O Sublime foi o
tema da sétima de dez sessões do ciclo de conferências dedicado aos Sentimentos, ou à maneira como cada um
de nós tem acesso à vida, aos outros e a nós próprios, através da batuta de
António de Castro Caeiro, nas sempre diferentes salas do CCB. Um roteiro sobre
a subjectividade, o lado que nos vem do futuro como promessa, sem pretensão à
verdade mas que, na verdade, é o que de mais objectivo temos no acesso ao mundo
que nos desafia através do érōs e da
controvérsia. António Damásio foi chamado a dizer que tudo o que nos contraria
deixa lastro e que a consciência distendida do sentimento de si não admite
nenhuma força de bloqueio, nem a morte. Agrada-me esta liberdade, que será o tema seguinte, no mês da revolução.
Ao longo dos últimos meses, António de Castro Caeiro foi dando ao conceito, espantando-nos com o movimento de resistência ao adormecimento que nos
oferece a filosofia. Trouxe, como prova, a voz de outros filósofos. E como a
filosofia e a literatura se tocam, trouxe também escritores. Jorge Luís Borges acredita
que a literatura e a filosofia surgem do espanto perante o real. Se a permanência
é onde somos, o tempo matará o espanto?, pareceu-me ouvir, ou perguntei eu, de
mim para mim, enquanto o mestre prosseguia. Talvez não, porque cada instante
tem a possibilidade dupla do nascimento e da morte, ouvi-o dizer. Por isso, e
também porque cada experiência depende da forma como cada um habita o espaço e
o tempo, não posso tomar como universal a verdade de Sartre, para quem o viver
é sempre um perder.
Os gregos entraram-nos sentimentos adentro e ficou-nos o desejo de querer saber mais, nós que
temos a mania de querer tudo. E se o prazer for mau?, questiona Sócrates, no
desejo de chegar à questão seguinte. Ovídio não responde a Sócrates, mas indica-nos caminhos para a resposta,
nas suas obras. Se somos no tempo, como defende Heiddegger, então o sentido da
vida tem a lógica da antecipação, do desejo. Com o futuro a deliberar. E com espaço para a decepção, já
agora. O desejo é imposto pelo exterior, precisa do corpo para se converter em
conteúdo mundano e tem uma lógica de insaciedade – ou adicção – se não houver
compreensão, vai-nos dizendo Caeiro. A lógica do desejo termina com o prazer,
que só será bom se for compreendido. Ser servidor do desejo é redutor, pois
somos mais do que a nossa comichão, diria Sócrates.

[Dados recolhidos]
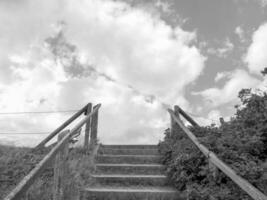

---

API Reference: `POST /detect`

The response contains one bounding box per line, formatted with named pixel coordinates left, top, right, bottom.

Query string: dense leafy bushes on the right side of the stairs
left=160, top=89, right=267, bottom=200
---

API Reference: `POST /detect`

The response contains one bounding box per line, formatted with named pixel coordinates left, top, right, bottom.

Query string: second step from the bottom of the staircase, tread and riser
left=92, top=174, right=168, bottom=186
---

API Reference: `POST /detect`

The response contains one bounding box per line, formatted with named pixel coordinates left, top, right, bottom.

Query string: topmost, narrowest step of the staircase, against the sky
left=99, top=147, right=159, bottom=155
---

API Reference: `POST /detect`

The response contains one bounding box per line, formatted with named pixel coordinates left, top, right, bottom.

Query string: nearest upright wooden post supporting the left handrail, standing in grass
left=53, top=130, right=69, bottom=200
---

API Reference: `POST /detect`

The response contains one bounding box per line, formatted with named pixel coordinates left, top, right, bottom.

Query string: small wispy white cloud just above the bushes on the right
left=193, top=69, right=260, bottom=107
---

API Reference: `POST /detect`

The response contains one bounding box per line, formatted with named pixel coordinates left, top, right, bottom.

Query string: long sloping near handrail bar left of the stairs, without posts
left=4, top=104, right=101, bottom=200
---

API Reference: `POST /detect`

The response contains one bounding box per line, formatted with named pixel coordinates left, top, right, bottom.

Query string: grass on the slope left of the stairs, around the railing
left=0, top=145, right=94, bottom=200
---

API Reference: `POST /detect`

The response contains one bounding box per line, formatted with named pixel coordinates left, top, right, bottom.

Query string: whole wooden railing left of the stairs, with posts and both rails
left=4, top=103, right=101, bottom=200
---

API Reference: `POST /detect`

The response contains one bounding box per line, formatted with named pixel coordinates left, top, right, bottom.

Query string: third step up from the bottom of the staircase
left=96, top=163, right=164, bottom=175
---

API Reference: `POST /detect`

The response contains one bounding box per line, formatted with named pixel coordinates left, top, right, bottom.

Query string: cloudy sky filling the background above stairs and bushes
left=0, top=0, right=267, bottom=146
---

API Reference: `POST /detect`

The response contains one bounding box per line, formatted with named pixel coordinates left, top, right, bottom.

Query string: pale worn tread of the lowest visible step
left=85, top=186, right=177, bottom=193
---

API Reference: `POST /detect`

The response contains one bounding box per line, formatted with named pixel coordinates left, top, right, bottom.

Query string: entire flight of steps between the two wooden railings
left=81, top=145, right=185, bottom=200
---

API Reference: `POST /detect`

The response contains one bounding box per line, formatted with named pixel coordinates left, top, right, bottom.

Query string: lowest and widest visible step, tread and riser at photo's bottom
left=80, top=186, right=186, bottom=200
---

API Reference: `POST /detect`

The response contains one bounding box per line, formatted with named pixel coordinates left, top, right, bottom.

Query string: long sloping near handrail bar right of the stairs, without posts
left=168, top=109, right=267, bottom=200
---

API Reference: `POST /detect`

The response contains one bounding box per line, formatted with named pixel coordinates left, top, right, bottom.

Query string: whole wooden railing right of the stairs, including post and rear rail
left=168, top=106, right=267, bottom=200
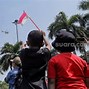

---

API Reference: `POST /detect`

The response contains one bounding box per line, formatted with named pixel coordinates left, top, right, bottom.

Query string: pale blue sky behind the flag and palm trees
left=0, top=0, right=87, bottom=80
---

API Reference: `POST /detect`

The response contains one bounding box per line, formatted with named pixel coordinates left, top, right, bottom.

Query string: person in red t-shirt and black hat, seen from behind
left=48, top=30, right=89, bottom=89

* * *

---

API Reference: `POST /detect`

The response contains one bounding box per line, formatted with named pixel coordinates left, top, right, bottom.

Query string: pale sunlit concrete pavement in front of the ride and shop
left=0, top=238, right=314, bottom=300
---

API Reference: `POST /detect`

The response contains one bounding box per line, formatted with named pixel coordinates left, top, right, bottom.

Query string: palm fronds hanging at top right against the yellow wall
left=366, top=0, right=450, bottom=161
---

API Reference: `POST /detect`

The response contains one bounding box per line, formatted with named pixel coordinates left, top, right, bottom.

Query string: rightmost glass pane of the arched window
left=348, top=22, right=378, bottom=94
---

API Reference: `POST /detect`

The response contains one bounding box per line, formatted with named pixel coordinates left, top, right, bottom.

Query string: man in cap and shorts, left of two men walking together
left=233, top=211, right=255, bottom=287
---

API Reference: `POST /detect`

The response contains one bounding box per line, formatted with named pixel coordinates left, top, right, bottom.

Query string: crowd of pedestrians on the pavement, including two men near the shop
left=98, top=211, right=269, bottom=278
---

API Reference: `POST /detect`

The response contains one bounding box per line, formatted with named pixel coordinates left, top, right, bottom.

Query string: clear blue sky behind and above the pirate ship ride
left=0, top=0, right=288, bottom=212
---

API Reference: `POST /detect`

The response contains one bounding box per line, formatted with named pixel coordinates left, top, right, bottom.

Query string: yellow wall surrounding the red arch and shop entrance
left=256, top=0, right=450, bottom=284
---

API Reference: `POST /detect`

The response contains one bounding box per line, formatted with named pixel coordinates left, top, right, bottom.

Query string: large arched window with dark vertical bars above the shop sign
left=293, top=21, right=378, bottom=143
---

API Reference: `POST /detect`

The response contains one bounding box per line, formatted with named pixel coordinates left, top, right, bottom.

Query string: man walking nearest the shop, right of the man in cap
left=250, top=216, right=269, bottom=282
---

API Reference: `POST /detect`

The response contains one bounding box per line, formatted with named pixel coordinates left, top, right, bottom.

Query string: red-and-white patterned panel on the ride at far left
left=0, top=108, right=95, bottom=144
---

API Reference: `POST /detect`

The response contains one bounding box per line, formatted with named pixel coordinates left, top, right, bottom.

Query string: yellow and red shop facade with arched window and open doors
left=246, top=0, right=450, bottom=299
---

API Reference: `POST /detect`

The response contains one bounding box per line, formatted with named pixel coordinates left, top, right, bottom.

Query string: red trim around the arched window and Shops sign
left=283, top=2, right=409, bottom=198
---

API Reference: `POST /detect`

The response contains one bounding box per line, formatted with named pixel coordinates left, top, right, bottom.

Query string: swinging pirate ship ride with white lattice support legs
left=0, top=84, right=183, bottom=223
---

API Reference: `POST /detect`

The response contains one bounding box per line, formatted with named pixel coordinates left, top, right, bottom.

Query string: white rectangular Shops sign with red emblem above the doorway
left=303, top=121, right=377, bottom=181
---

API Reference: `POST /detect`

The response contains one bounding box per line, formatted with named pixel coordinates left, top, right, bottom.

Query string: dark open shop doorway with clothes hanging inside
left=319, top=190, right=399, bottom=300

• _TAREFA_: Transcreva, do texto sobre o ciclo de conferências dedicado aos Sentimentos, o trecho que abre com as palavras "Os gregos entraram-nos" e fecha com "comichão, diria Sócrates.". Os itens vêm de outra fonte.

• _RESULTADO_:
Os gregos entraram-nos sentimentos adentro e ficou-nos o desejo de querer saber mais, nós que
temos a mania de querer tudo. E se o prazer for mau?, questiona Sócrates, no
desejo de chegar à questão seguinte. Ovídio não responde a Sócrates, mas indica-nos caminhos para a resposta,
nas suas obras. Se somos no tempo, como defende Heiddegger, então o sentido da
vida tem a lógica da antecipação, do desejo. Com o futuro a deliberar. E com espaço para a decepção, já
agora. O desejo é imposto pelo exterior, precisa do corpo para se converter em
conteúdo mundano e tem uma lógica de insaciedade – ou adicção – se não houver
compreensão, vai-nos dizendo Caeiro. A lógica do desejo termina com o prazer,
que só será bom se for compreendido. Ser servidor do desejo é redutor, pois
somos mais do que a nossa comichão, diria Sócrates.